→ **TASK REQUIREMENTS**: Nothing should differ. Repeat every record as written.

Segmentation mask data
________

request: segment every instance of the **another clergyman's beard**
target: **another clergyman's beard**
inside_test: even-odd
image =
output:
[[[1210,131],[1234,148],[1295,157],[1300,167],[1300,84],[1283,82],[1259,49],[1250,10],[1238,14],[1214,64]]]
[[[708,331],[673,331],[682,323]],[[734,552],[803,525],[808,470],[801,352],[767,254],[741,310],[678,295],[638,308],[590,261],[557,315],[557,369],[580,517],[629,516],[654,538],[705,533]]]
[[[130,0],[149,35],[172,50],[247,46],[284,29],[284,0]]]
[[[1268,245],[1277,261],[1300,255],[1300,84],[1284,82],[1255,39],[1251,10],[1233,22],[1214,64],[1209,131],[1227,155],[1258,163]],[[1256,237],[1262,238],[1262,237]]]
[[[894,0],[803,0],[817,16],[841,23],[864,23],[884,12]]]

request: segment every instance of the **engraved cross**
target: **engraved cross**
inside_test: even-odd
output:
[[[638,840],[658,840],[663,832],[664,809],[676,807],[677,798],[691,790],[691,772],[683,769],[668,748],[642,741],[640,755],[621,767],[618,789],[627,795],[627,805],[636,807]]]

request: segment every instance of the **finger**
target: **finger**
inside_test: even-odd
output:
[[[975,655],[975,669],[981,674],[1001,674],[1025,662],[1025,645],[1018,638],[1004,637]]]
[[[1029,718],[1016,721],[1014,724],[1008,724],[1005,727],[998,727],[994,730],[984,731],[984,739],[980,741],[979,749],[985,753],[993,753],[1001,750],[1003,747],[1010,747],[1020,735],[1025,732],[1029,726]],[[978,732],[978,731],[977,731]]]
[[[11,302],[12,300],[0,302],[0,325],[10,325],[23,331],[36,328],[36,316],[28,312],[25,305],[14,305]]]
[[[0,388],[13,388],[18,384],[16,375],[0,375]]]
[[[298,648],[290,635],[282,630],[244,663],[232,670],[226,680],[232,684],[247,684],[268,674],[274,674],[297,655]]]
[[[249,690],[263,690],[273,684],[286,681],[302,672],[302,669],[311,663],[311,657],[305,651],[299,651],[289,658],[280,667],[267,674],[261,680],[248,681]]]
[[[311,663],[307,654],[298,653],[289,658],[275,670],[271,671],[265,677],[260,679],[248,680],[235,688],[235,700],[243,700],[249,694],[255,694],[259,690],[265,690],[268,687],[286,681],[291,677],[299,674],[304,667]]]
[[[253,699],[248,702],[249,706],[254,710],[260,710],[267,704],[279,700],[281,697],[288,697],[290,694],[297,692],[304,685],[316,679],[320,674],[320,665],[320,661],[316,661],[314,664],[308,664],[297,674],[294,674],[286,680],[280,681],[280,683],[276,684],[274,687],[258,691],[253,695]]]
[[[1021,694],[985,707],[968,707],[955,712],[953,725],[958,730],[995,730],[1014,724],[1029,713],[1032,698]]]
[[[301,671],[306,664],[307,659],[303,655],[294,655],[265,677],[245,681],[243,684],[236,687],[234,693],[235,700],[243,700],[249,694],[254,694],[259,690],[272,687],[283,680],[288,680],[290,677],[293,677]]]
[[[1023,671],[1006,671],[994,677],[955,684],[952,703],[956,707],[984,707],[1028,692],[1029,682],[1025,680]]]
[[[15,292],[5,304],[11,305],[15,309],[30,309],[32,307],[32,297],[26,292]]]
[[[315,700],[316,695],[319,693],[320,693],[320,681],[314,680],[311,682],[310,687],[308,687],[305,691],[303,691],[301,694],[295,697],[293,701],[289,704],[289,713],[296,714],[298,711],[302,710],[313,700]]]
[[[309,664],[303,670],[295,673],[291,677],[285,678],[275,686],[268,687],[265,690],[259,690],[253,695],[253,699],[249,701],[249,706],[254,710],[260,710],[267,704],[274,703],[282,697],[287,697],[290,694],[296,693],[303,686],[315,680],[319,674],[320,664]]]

________

→ **RESULT OF THE TASK**:
request: segment every instance of the **another clergyman's beard**
target: **another clergyman's beard**
inside_test: even-odd
image =
output:
[[[1210,131],[1234,148],[1295,157],[1300,167],[1300,84],[1283,82],[1259,49],[1250,10],[1238,14],[1214,64]]]
[[[708,331],[673,331],[682,323]],[[734,552],[803,525],[808,470],[801,352],[767,254],[741,310],[678,295],[638,308],[590,261],[557,315],[557,369],[580,517],[629,516],[654,538],[705,533]]]
[[[130,0],[149,35],[172,50],[247,46],[284,29],[284,0]]]
[[[1268,245],[1277,261],[1300,255],[1300,84],[1284,82],[1255,39],[1251,10],[1233,22],[1214,64],[1209,131],[1227,155],[1258,163]],[[1256,237],[1262,238],[1262,237]]]
[[[894,0],[803,0],[817,16],[841,23],[864,23],[884,12]]]

request: segment every instance of the **engraved cross**
target: **engraved cross**
inside_test: even-odd
output:
[[[638,840],[658,840],[663,832],[664,809],[676,807],[677,798],[691,790],[691,772],[683,769],[668,748],[642,741],[640,755],[621,767],[618,789],[627,795],[627,805],[636,807]]]

request: segment every instance of the **finger**
target: **finger**
inside_test: even-odd
output:
[[[975,655],[975,669],[981,674],[1001,674],[1025,662],[1025,645],[1018,638],[1004,637]]]
[[[1029,718],[1016,721],[1014,724],[1008,724],[1005,727],[998,727],[994,730],[984,731],[984,739],[980,741],[979,749],[985,753],[993,753],[1001,750],[1003,747],[1010,747],[1020,735],[1025,732],[1029,726]],[[978,732],[978,731],[977,731]]]
[[[11,302],[12,300],[0,302],[0,325],[10,325],[23,331],[36,328],[36,316],[28,312],[25,305],[14,305]]]
[[[0,388],[13,388],[18,384],[16,375],[0,375]]]
[[[298,648],[290,635],[282,630],[244,663],[232,670],[226,680],[232,684],[247,684],[268,674],[274,674],[297,655]]]
[[[249,690],[263,690],[273,684],[286,681],[302,672],[302,669],[311,663],[311,657],[305,651],[299,651],[289,658],[280,667],[267,674],[261,680],[248,681]]]
[[[311,663],[307,654],[298,653],[289,658],[275,670],[271,671],[265,677],[260,679],[248,680],[235,688],[235,700],[243,700],[249,694],[255,694],[259,690],[265,690],[268,687],[286,681],[291,677],[299,674],[304,667]]]
[[[253,699],[248,702],[249,706],[254,710],[260,710],[267,704],[279,700],[281,697],[288,697],[290,694],[297,692],[304,685],[316,679],[320,674],[320,665],[320,661],[316,661],[314,664],[308,664],[297,674],[294,674],[286,680],[280,681],[280,683],[276,684],[274,687],[258,691],[253,695]]]
[[[1021,694],[985,707],[968,707],[955,712],[953,725],[958,730],[995,730],[1014,724],[1029,713],[1032,698]]]
[[[301,671],[306,664],[307,659],[303,655],[294,655],[265,677],[245,681],[243,684],[236,687],[234,693],[235,700],[243,700],[249,694],[254,694],[259,690],[272,687],[283,680],[288,680],[290,677],[293,677]]]
[[[1023,671],[1006,671],[994,677],[955,684],[952,703],[956,707],[984,707],[1028,692],[1029,682],[1025,680]]]
[[[15,292],[5,304],[11,305],[15,309],[30,309],[32,307],[32,297],[26,292]]]
[[[315,700],[316,695],[319,693],[320,693],[320,681],[314,680],[311,682],[310,687],[308,687],[305,691],[303,691],[301,694],[295,697],[293,701],[289,704],[289,713],[296,714],[298,711],[302,710],[313,700]]]
[[[309,664],[303,670],[295,673],[291,677],[285,678],[275,686],[268,687],[265,690],[259,690],[253,695],[253,699],[249,701],[249,706],[254,710],[260,710],[267,704],[274,703],[282,697],[287,697],[290,694],[296,693],[303,686],[315,680],[319,674],[320,664]]]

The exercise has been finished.